WHAT THE TASK ASKS
All lines from the one including "Trace the outline" to the bottom of the entries below should be repeated exactly, both ends kept.

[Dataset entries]
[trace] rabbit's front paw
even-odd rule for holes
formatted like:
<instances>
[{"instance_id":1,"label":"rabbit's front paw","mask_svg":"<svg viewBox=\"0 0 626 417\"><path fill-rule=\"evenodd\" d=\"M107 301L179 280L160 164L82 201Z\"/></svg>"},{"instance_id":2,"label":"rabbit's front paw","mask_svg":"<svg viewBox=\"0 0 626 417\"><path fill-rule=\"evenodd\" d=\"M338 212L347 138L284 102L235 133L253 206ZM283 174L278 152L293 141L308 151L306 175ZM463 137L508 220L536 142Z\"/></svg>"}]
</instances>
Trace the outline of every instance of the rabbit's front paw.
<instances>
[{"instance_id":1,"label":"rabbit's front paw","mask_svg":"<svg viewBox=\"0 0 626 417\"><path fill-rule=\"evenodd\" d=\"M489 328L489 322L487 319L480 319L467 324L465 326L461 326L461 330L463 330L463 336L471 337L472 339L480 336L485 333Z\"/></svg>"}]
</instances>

ANSWER BOX
Trace the outline of every instance of the rabbit's front paw.
<instances>
[{"instance_id":1,"label":"rabbit's front paw","mask_svg":"<svg viewBox=\"0 0 626 417\"><path fill-rule=\"evenodd\" d=\"M489 328L489 322L487 319L480 319L467 324L465 326L461 326L461 330L463 330L463 336L471 337L472 339L480 336L485 333Z\"/></svg>"}]
</instances>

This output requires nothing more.